▶ **INSTRUÇÃO A**
Responda, por favor, às perguntas seguintes a partir do texto sobre o filme «Silêncio», abaixo, indicando cada resposta com a mesma marca da pergunta:
(i) Em que ano foi escrito o livro em que o filme se baseia?
(ii) Que ator interpreta o Pe. Cristóvão Ferreira?
(iii) Qual dos padres recusava ouvir Kichijiro em confissão?
▶ **INSTRUÇÃO B**
Diga se cada afirmação concorda com o texto sobre o filme «Silêncio», abaixo, respondendo sim ou não e citando as palavras do texto que o decidem:
(i) O filme foi visto na companhia de elementos do Grupo de Jovens de Constantim.
(ii) Os dois padres jesuítas que vão ao Japão são espanhóis.
(iii) O Pe. Sebastião Rodrigues recusava ouvir Kichijiro em confissão.

A propósito do filme "Silêncio"
Há dias
[em 2017!], tive a oportunidade e o privilégio de poder visionar, na companhia
de elementos do Grupo de Jovens de Constantim, o filme “Silêncio”, drama histórico realizado por Martin Scorsese, e que se
baseia no “best-seller” homónimo
escrito, em 1966, pelo japonês Shusaku Endo.
No final,
conversámos sobre o mesmo.
Em pleno
séc. XVII, dois padres jesuítas
portugueses deslocam-se, incógnitos, ao Japão, à procura do seu mentor, Pe. Cristóvão Ferreira (interpretado
por Liam Neeson), que teria apostatado,
isto é renegado a sua fé em Deus.
O filme
decorre numa época em que o catolicismo
tinha sido banido no Japão, e os cristãos que se mantinham fiéis eram
perseguidos, submetidos a torturas indescritíveis e mortos.
É um
filme intenso, perturbador mesmo, e que nos questiona sobre alguns aspetos da
nossa fé em Jesus Cristo, e o amor
aos irmãos.
Trata, de
modo muito particular, o aparente silêncio de Deus perante o sofrimento dos
cristãos.
No filme
há dois aspetos que mais me tocaram.
Um, foi o
modo como o autor aborda a questão da confissão de quem está sempre a cometer o
mesmo pecado.
Kichijiro
era um japonês, que, facilmente, poderíamos apelidar de cobarde e traidor, e
que sempre que renegava publicamente a sua fé em Jesus Cristo, procurava avidamente a confissão, para que Deus lhe
perdoasse o mal feito.
E o Pe.
Sebastião Rodrigues (interpretado por Andrew Garfield) – mesmo “reclamando” -
sempre o ouvia em confissão e o absolvia, enquanto que o Pe. Francisco Garupe
(interpretado por Adam Driver) recusava.
Mesmo quando
Kichijiro denunciou o Pe. Sebastião Rodrigues às autoridades japonesas, este,
apesar de já estar na prisão, e de não o poder ouvir em confissão, vendo-o no
pátio da prisão com um olhar que denunciava arrependimento, estendeu a mão e
absolveu-o em nome de Deus, Pai Misericordioso.

▶ **LISTA DE LINHAS**

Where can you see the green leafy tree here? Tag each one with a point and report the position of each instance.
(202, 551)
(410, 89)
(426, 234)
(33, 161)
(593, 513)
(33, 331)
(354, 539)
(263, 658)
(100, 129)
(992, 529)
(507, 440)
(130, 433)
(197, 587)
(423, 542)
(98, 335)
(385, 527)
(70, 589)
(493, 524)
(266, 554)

▶ **RESPOSTA A**
(i) Em 1966.
(ii) Liam Neeson.
(iii) O Pe. Francisco Garupe.

▶ **RESPOSTA B**
(i) Sim: «na companhia de elementos do Grupo de Jovens de Constantim».
(ii) Não: «dois padres jesuítas portugueses».
(iii) Não: «sempre o ouvia em confissão e o absolvia».